[Data entries]
————————

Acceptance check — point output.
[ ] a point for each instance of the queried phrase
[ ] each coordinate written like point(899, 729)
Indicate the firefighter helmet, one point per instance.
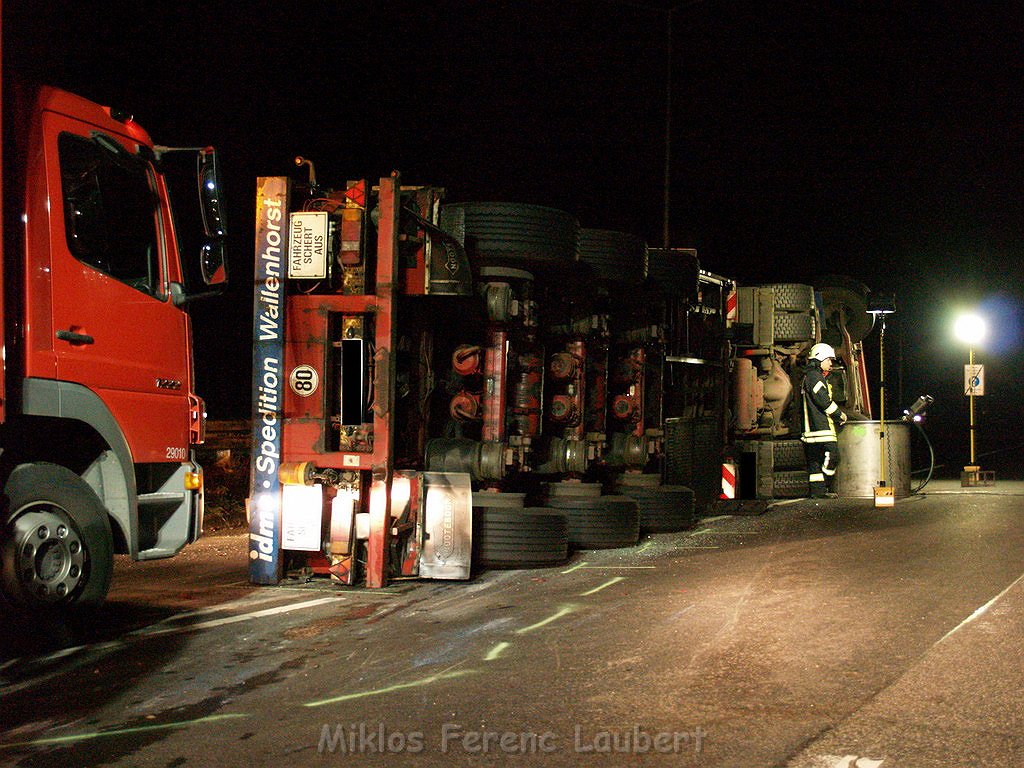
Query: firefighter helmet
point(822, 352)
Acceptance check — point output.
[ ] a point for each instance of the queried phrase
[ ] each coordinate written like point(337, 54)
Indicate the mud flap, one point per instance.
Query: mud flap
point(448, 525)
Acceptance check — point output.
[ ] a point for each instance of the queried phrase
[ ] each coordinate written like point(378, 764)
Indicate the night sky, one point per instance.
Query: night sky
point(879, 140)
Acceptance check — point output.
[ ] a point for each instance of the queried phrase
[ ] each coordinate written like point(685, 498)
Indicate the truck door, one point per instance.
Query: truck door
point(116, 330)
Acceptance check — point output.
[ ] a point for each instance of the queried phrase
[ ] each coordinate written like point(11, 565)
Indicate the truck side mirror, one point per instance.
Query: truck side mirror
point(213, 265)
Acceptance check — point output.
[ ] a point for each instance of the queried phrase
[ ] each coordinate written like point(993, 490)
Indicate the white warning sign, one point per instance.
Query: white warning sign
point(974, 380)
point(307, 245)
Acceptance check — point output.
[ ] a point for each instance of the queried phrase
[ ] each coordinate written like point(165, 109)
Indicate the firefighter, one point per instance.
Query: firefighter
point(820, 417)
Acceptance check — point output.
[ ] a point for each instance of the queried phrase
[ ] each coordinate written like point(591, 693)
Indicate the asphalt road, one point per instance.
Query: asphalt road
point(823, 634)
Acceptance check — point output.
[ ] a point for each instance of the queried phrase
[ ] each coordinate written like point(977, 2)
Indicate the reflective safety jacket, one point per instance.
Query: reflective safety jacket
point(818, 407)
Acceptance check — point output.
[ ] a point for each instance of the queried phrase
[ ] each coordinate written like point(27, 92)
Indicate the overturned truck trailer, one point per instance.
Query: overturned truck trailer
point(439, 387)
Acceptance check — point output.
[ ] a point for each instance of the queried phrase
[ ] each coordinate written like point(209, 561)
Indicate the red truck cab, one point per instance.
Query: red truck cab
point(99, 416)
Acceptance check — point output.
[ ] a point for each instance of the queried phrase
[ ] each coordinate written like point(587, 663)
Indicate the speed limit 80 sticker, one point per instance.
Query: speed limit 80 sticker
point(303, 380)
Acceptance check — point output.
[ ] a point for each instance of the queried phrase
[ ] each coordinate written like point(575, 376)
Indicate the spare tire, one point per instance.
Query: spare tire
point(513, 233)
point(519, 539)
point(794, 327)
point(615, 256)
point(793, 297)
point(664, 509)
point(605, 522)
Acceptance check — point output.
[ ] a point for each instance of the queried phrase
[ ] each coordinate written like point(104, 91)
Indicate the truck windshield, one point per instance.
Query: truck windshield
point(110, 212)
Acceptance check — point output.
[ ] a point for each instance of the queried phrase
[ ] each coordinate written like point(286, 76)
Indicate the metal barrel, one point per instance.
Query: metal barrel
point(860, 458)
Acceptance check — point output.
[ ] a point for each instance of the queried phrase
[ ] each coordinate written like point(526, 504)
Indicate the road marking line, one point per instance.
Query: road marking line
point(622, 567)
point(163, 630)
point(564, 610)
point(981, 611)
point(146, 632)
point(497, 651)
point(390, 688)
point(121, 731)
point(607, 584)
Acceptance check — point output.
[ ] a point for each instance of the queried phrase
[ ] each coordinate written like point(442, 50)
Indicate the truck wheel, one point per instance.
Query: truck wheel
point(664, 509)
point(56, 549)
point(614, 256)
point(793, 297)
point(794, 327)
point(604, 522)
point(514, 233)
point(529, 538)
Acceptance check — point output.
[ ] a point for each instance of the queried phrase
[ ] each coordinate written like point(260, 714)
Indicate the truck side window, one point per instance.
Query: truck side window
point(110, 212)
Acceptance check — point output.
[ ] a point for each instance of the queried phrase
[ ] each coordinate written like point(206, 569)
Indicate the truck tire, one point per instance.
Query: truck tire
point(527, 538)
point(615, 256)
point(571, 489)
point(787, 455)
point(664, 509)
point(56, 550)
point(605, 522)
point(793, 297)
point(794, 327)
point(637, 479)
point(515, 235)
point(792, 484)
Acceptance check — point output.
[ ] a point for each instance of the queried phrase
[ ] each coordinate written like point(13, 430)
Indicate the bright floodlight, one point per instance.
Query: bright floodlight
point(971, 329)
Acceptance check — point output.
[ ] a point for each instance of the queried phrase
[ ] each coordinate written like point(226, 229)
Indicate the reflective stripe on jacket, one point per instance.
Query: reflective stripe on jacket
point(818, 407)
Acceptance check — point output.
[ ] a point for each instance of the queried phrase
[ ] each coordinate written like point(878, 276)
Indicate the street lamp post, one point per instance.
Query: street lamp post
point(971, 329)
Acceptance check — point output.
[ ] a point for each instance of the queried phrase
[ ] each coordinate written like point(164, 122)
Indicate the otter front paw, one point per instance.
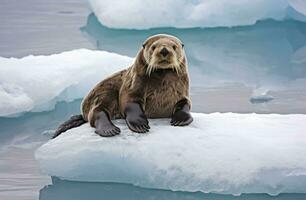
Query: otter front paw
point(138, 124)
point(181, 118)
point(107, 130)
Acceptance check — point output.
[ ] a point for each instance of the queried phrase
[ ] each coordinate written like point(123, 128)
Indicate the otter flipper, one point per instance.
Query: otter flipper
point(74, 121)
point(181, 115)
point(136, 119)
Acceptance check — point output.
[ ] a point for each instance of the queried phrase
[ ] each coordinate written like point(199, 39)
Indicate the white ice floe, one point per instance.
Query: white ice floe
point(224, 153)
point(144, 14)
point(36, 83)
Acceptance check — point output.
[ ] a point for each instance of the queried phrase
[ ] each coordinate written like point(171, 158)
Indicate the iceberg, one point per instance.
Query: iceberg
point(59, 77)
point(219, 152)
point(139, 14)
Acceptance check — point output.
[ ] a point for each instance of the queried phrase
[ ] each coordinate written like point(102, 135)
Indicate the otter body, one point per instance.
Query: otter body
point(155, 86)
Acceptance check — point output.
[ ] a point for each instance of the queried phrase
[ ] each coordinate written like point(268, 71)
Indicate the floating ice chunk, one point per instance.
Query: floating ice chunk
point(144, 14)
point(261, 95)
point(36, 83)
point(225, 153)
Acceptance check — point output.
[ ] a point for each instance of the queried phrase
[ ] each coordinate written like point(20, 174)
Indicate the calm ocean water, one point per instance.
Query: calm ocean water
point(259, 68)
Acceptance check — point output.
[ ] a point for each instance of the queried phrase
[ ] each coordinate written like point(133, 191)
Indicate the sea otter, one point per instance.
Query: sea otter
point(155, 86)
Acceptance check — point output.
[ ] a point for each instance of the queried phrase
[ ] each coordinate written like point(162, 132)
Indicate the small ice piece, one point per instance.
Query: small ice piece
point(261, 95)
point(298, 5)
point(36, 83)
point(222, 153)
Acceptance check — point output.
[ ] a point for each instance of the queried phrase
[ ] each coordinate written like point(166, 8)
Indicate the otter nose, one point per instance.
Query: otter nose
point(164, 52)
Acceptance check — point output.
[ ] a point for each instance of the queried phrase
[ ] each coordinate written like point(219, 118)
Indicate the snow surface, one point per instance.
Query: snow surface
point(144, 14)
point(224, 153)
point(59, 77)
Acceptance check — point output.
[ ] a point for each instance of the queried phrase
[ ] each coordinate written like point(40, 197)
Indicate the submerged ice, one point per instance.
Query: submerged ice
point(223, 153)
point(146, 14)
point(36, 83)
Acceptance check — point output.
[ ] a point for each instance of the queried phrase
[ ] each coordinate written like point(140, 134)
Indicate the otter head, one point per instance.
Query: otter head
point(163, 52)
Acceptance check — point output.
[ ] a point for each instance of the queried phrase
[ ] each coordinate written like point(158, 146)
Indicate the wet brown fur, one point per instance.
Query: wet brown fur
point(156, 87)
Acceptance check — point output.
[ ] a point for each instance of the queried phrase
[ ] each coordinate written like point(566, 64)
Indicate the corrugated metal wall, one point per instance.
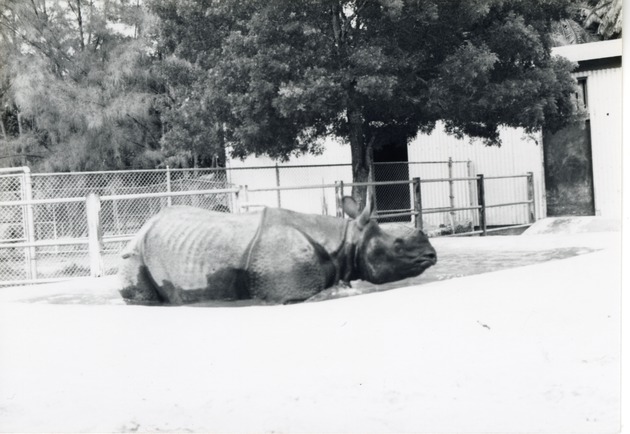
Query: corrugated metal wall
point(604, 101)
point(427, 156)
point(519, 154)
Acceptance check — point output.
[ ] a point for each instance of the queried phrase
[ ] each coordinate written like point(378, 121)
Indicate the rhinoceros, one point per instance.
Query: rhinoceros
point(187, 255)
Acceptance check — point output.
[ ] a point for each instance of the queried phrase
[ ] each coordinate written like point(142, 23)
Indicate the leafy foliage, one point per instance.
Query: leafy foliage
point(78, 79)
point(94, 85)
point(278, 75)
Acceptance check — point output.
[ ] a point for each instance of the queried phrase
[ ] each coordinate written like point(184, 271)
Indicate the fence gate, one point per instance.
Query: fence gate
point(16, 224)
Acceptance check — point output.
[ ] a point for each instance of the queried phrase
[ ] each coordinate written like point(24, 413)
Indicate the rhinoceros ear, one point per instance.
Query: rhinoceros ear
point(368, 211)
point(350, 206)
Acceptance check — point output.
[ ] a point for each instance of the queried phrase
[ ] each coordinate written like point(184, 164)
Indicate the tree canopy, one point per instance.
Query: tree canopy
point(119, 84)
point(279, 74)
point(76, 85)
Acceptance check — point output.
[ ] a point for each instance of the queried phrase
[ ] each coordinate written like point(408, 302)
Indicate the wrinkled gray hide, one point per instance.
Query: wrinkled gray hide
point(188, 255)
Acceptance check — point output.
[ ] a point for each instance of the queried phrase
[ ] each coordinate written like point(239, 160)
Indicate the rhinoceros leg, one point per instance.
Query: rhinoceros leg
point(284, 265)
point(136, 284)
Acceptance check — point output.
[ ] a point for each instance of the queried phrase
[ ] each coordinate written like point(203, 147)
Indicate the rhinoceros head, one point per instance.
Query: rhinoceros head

————————

__EXERCISE DESCRIPTION__. Each line from the first line of the data above through the one containing "[ ] each coordinate written like point(337, 54)" must be set down exactly; the pictures must not be.

__TASK RESPONSE__.
Acceptance check — point output.
[ ] a point for each instance of the queried phrase
[ ] each coordinate written like point(899, 729)
Indicate the firefighter helmet, one point per instance.
Query: firefighter helmet
point(822, 352)
Acceptance check — point output.
[ ] a point for each instance of the queried phrase
[ ] each coordinate written like point(337, 54)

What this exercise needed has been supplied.